* [Exercise aim] The expected response consists solely of the lines from the line with "the man's ear" through the last line of the material below, copied exactly.

Records for this exercise START

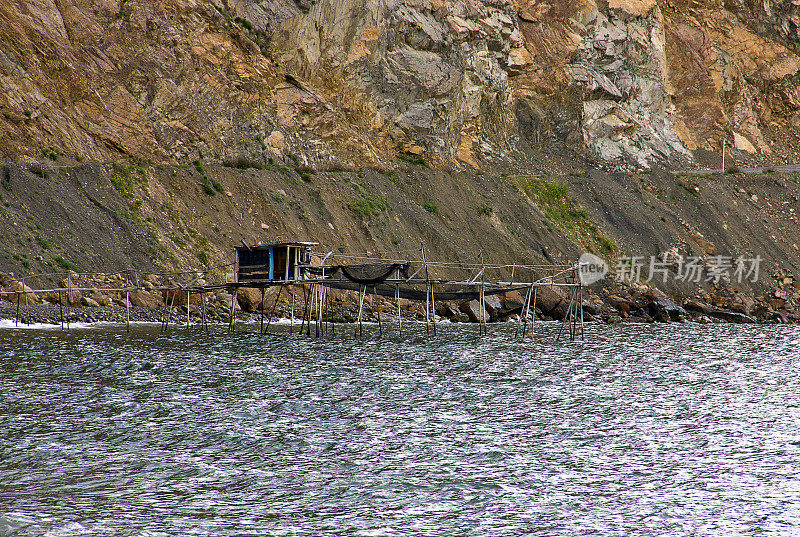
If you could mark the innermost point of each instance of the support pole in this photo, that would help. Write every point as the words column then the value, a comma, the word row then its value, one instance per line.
column 203, row 313
column 164, row 315
column 522, row 313
column 318, row 310
column 274, row 307
column 433, row 310
column 378, row 310
column 566, row 318
column 483, row 302
column 305, row 310
column 291, row 322
column 531, row 291
column 427, row 288
column 69, row 296
column 309, row 308
column 234, row 298
column 171, row 309
column 583, row 336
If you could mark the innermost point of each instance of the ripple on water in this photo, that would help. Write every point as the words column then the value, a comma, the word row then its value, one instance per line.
column 643, row 430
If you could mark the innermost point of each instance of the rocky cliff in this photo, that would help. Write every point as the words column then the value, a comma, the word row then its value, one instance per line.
column 524, row 129
column 636, row 83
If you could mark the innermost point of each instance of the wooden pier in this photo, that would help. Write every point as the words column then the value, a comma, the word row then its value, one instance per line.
column 294, row 267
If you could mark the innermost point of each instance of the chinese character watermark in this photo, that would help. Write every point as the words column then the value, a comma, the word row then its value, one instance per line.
column 693, row 269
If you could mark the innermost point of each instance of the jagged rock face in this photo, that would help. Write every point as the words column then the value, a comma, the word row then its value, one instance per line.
column 633, row 82
column 103, row 80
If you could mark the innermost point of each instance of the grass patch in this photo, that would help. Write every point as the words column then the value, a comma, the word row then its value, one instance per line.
column 553, row 199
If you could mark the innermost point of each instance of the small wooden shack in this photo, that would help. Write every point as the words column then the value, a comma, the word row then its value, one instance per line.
column 277, row 262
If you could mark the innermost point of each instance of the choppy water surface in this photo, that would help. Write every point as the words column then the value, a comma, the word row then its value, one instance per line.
column 643, row 430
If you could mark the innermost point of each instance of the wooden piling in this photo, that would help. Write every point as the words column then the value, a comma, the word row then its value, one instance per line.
column 523, row 317
column 377, row 310
column 566, row 318
column 274, row 307
column 69, row 295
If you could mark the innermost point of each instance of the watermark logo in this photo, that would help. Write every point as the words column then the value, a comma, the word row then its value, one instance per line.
column 591, row 268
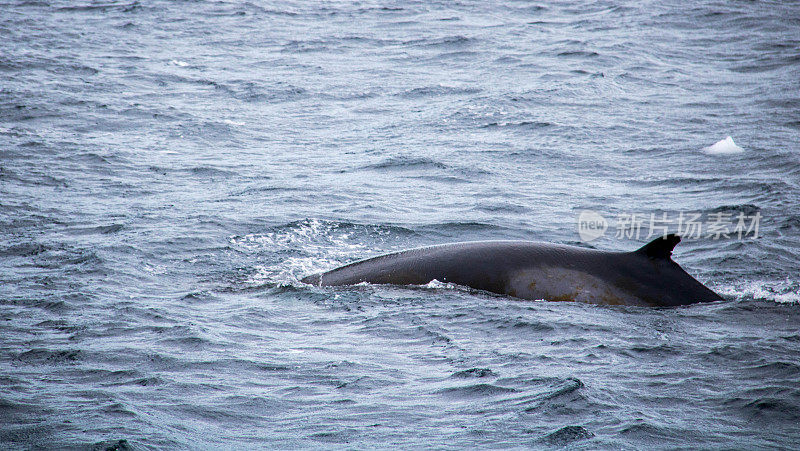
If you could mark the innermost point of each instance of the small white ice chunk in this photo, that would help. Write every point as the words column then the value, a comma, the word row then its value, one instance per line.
column 725, row 146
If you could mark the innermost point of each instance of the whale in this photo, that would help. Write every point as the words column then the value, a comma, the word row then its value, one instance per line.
column 536, row 271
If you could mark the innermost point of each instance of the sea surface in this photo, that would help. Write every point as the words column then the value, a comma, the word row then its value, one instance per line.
column 169, row 170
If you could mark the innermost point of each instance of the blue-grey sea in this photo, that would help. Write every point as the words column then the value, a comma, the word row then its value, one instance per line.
column 170, row 170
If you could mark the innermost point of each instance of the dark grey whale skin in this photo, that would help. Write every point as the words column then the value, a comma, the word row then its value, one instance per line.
column 537, row 271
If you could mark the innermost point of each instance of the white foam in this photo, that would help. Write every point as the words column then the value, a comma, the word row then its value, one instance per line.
column 783, row 291
column 726, row 146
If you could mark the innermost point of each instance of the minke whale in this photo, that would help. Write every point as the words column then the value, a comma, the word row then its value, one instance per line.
column 537, row 271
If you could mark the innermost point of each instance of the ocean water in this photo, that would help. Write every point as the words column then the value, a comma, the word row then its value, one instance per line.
column 169, row 170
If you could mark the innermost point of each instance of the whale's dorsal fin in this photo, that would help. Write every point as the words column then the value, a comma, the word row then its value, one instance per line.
column 660, row 247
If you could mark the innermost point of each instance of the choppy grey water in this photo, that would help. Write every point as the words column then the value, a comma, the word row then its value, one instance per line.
column 169, row 170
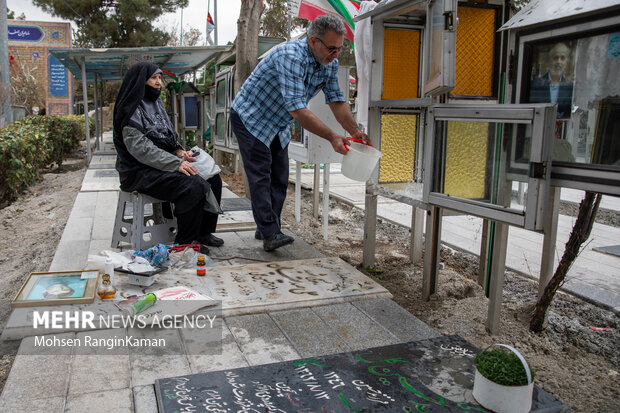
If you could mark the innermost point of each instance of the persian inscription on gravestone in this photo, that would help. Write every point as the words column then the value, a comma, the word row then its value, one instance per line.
column 434, row 375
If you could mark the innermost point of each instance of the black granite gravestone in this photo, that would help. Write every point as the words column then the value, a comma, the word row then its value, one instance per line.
column 434, row 375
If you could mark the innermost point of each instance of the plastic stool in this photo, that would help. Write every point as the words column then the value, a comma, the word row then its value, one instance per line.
column 143, row 221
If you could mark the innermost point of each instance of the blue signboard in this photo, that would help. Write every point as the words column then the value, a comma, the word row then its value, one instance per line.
column 25, row 33
column 57, row 75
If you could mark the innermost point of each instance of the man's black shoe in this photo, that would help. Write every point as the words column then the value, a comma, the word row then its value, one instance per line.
column 211, row 240
column 276, row 241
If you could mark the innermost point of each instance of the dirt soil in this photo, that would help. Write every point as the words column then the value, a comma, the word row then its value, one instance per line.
column 576, row 364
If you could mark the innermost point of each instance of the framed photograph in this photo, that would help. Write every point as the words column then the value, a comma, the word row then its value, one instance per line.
column 552, row 74
column 57, row 288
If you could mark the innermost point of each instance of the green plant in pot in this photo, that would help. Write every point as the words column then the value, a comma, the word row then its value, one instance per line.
column 504, row 380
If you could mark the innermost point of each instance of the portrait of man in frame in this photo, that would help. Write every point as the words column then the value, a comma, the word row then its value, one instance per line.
column 552, row 76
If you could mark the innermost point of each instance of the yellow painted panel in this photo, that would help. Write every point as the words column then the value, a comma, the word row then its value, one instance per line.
column 475, row 49
column 398, row 133
column 401, row 62
column 466, row 159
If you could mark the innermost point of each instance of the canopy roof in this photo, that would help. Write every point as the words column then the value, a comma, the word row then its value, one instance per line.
column 111, row 64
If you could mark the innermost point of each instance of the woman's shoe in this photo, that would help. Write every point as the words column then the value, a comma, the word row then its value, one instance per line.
column 276, row 241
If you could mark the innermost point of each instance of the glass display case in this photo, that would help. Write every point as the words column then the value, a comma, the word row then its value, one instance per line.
column 469, row 154
column 577, row 68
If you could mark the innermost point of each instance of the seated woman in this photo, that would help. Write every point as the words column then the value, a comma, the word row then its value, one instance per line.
column 151, row 161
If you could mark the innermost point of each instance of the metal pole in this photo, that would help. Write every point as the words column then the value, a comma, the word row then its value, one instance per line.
column 181, row 39
column 215, row 21
column 5, row 79
column 95, row 99
column 85, row 93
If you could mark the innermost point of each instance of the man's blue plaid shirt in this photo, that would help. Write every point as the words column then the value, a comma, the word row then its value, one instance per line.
column 284, row 81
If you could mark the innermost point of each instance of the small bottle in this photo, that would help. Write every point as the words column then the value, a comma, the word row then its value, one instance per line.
column 106, row 289
column 139, row 305
column 201, row 265
column 109, row 269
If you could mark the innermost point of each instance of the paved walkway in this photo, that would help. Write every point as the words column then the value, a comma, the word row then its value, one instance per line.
column 251, row 335
column 254, row 330
column 595, row 276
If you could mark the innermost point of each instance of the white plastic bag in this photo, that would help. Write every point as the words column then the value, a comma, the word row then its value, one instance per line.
column 205, row 164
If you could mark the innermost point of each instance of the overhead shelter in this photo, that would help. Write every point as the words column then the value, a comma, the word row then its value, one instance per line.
column 97, row 65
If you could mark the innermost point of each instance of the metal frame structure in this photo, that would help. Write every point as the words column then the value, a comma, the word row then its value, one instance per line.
column 99, row 65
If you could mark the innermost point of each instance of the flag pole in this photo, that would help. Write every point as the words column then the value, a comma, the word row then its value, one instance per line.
column 215, row 21
column 181, row 38
column 207, row 23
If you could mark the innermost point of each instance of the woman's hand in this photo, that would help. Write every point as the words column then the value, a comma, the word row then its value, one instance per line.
column 186, row 155
column 187, row 168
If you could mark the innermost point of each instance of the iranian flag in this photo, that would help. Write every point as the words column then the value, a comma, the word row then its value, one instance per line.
column 311, row 9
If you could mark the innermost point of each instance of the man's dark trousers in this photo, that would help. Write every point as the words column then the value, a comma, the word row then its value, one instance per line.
column 267, row 173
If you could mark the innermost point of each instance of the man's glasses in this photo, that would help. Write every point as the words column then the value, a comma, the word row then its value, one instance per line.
column 331, row 49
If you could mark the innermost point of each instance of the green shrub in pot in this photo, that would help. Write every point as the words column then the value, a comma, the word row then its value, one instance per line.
column 502, row 367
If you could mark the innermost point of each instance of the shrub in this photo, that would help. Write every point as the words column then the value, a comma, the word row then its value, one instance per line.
column 502, row 367
column 32, row 143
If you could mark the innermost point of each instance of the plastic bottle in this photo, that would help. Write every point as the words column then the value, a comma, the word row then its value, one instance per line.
column 201, row 265
column 106, row 289
column 139, row 305
column 109, row 269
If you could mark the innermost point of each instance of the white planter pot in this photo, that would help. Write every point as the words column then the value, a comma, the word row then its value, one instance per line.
column 504, row 399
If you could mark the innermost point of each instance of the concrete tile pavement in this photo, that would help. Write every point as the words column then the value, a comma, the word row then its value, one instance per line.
column 594, row 276
column 70, row 382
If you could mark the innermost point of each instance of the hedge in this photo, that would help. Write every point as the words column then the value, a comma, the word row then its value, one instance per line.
column 33, row 143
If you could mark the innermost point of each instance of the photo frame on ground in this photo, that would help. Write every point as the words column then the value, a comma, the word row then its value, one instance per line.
column 57, row 288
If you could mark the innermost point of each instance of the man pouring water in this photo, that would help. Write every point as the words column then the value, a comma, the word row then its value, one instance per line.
column 276, row 93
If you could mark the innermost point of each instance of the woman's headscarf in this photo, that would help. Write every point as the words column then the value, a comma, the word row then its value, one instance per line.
column 139, row 106
column 131, row 94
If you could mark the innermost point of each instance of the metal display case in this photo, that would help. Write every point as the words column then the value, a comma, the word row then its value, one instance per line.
column 481, row 183
column 574, row 62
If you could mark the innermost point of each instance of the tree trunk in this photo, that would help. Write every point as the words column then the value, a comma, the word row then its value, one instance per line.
column 580, row 233
column 247, row 40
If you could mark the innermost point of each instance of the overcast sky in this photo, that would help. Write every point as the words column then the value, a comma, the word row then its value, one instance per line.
column 194, row 16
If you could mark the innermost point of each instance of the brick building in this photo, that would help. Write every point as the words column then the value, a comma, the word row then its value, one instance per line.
column 29, row 44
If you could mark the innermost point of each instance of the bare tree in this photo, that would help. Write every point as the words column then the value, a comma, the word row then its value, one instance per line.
column 580, row 233
column 247, row 40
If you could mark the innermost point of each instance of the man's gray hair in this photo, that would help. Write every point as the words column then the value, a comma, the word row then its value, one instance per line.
column 326, row 22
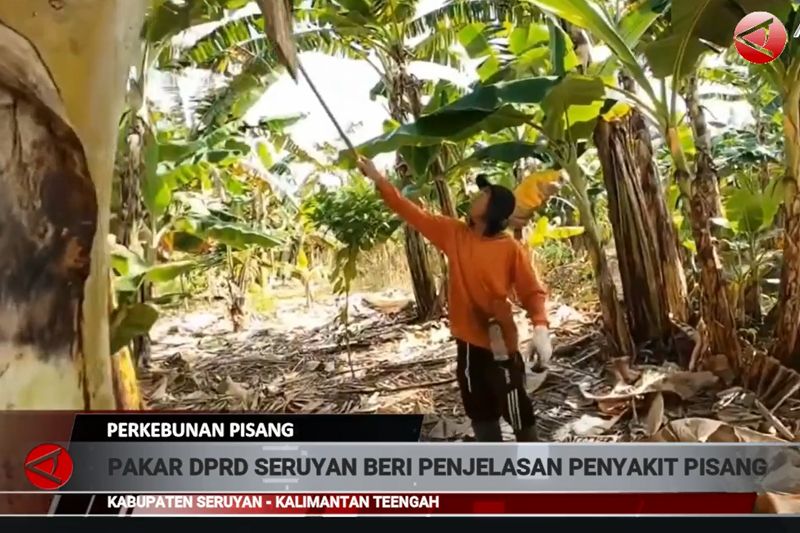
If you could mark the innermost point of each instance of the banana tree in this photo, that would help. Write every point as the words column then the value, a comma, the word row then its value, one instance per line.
column 638, row 206
column 567, row 106
column 784, row 73
column 389, row 36
column 696, row 28
column 62, row 82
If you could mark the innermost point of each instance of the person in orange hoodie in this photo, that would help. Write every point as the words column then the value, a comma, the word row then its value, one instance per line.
column 486, row 266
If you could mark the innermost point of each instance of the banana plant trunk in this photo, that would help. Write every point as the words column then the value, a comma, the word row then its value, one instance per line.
column 716, row 309
column 62, row 72
column 653, row 280
column 63, row 67
column 787, row 345
column 615, row 323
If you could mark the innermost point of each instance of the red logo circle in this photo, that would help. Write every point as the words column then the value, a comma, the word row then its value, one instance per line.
column 48, row 466
column 760, row 37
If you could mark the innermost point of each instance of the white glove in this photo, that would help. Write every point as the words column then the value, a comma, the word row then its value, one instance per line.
column 542, row 346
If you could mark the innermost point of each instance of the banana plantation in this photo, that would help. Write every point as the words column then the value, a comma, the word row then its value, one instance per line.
column 173, row 238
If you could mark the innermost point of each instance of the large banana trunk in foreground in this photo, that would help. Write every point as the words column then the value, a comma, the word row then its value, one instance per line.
column 787, row 346
column 62, row 71
column 652, row 275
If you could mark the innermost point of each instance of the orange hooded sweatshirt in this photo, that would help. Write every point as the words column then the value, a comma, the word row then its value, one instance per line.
column 483, row 273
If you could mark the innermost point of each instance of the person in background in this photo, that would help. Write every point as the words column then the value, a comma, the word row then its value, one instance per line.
column 486, row 266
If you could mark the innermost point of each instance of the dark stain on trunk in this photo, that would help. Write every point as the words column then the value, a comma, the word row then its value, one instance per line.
column 48, row 208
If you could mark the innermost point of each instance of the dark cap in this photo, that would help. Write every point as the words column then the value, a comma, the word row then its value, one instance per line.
column 501, row 200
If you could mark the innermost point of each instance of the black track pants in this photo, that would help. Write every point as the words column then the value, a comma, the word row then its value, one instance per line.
column 484, row 390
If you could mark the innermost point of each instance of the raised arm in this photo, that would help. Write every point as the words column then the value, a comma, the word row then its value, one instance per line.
column 436, row 228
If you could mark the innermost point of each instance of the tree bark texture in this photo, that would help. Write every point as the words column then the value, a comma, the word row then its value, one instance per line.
column 615, row 323
column 717, row 311
column 652, row 276
column 787, row 345
column 62, row 72
column 404, row 102
column 63, row 66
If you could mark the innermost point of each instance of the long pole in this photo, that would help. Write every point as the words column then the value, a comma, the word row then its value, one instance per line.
column 328, row 111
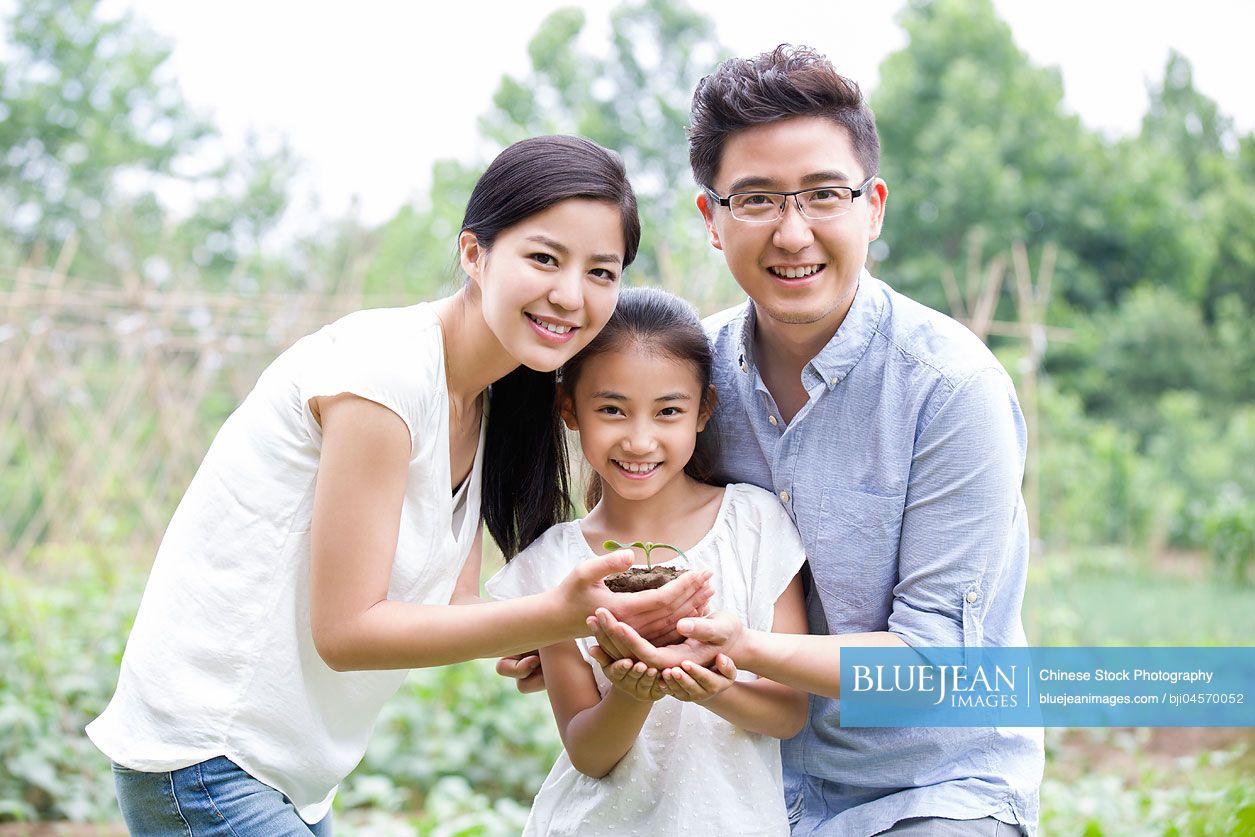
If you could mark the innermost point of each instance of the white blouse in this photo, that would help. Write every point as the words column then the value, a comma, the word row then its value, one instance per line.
column 689, row 772
column 221, row 659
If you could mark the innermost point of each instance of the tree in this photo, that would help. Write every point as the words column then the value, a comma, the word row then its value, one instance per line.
column 80, row 101
column 92, row 124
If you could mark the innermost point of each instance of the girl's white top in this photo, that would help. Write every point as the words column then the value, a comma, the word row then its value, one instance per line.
column 221, row 660
column 689, row 772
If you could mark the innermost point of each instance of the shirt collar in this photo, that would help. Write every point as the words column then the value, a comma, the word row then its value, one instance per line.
column 843, row 350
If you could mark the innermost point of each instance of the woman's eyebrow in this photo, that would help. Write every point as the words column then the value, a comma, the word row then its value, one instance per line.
column 562, row 250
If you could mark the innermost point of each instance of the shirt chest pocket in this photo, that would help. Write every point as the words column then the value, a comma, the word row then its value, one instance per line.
column 855, row 557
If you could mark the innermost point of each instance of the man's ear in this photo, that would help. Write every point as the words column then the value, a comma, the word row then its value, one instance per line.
column 707, row 410
column 566, row 409
column 877, row 196
column 707, row 208
column 471, row 255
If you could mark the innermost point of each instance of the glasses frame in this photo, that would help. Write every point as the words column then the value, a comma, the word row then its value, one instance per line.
column 854, row 193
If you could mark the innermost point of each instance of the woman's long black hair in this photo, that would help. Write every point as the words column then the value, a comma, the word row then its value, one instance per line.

Records for this exercise END

* [Answer box]
If you could mark the innermost point of each instance of the man's ear in this photo, that would help. Write every point as the words column then the value, a comma, the word row then its value, one instance per line.
column 707, row 410
column 566, row 409
column 877, row 196
column 707, row 208
column 471, row 255
If you could mark the innermost point of each instance of the glasses frame in this photo, that would help. Write every point as the words column then the value, a comma, the word row then its value, one instance per line.
column 854, row 193
If you could mark the innermost point of each instance of the woman's long black hair in this photo, that would help. Write every point as the words column then the value, a comma, the word row then its value, one instance per line.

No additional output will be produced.